What the task asks -
Each entry below should be restated word for word, without any picture it contains.

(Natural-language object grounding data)
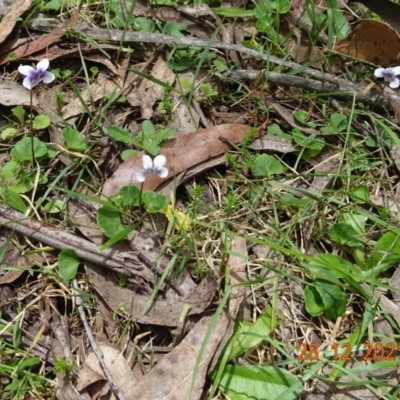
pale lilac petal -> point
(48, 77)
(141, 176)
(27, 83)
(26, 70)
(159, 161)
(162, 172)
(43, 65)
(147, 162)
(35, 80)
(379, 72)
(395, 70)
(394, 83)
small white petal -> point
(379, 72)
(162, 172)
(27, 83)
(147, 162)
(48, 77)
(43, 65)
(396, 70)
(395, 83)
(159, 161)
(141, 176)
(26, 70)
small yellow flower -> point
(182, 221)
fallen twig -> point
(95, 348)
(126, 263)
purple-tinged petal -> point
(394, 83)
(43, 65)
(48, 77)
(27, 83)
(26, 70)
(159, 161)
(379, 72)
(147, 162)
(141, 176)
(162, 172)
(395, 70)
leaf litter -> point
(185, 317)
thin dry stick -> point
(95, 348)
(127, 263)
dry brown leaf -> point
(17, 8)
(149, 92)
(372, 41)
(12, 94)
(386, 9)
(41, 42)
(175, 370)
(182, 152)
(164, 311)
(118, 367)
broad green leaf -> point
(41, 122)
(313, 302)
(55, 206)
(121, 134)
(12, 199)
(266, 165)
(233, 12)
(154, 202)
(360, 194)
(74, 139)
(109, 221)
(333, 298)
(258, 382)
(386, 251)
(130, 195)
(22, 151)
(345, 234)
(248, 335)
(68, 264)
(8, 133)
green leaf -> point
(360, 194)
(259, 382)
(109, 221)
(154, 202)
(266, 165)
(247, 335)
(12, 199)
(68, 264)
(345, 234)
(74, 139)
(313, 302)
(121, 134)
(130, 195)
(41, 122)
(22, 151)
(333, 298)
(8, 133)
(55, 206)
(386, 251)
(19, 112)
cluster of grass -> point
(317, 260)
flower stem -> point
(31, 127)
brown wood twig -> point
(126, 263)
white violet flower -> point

Task solution -
pale lilac petal -> point
(48, 77)
(141, 176)
(27, 83)
(26, 70)
(159, 161)
(162, 172)
(43, 65)
(147, 162)
(35, 80)
(379, 72)
(395, 70)
(394, 83)
small white petal -> point
(379, 72)
(162, 172)
(27, 83)
(147, 162)
(48, 77)
(43, 65)
(396, 70)
(395, 83)
(159, 161)
(141, 176)
(26, 70)
small yellow flower -> point
(182, 221)
fallen twig -> point
(95, 348)
(126, 263)
purple-tinged petal -> point
(394, 83)
(43, 65)
(48, 77)
(27, 83)
(26, 70)
(159, 161)
(379, 72)
(147, 162)
(141, 176)
(162, 172)
(395, 70)
leaf litter -> point
(185, 317)
thin dry stick -> point
(95, 348)
(127, 263)
dry brown leaf -> point
(17, 8)
(149, 92)
(372, 41)
(12, 94)
(386, 9)
(41, 42)
(175, 370)
(182, 152)
(164, 311)
(118, 367)
broad green leaf -> point
(41, 122)
(313, 302)
(55, 206)
(121, 134)
(12, 199)
(266, 165)
(233, 12)
(154, 202)
(360, 194)
(74, 139)
(109, 221)
(333, 298)
(258, 382)
(386, 251)
(130, 195)
(22, 151)
(345, 234)
(248, 335)
(68, 264)
(8, 133)
green leaf -> point
(360, 194)
(259, 382)
(109, 221)
(154, 202)
(266, 165)
(247, 335)
(12, 199)
(68, 264)
(345, 234)
(74, 139)
(313, 302)
(121, 134)
(130, 195)
(41, 122)
(22, 151)
(333, 298)
(8, 133)
(55, 206)
(386, 251)
(19, 112)
cluster of grass -> point
(317, 260)
flower stem -> point
(31, 127)
brown wood twig -> point
(126, 263)
white violet flower -> point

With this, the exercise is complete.